_Exercise_
Put each line of the listing below into a JSON list of strings, with one string per line and no blank lines. Leave out the pictures.

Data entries
____

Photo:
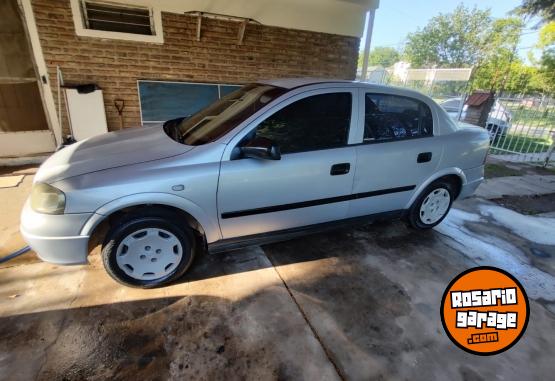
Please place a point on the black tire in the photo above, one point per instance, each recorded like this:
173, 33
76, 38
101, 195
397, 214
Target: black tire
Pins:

____

_Exercise output_
[
  "Photo:",
  "Please place a point on the black tire in the photo above, one point per instance, each recorded like this:",
  "173, 33",
  "76, 38",
  "101, 195",
  "397, 214",
  "Target: black tire",
  "Pins:"
]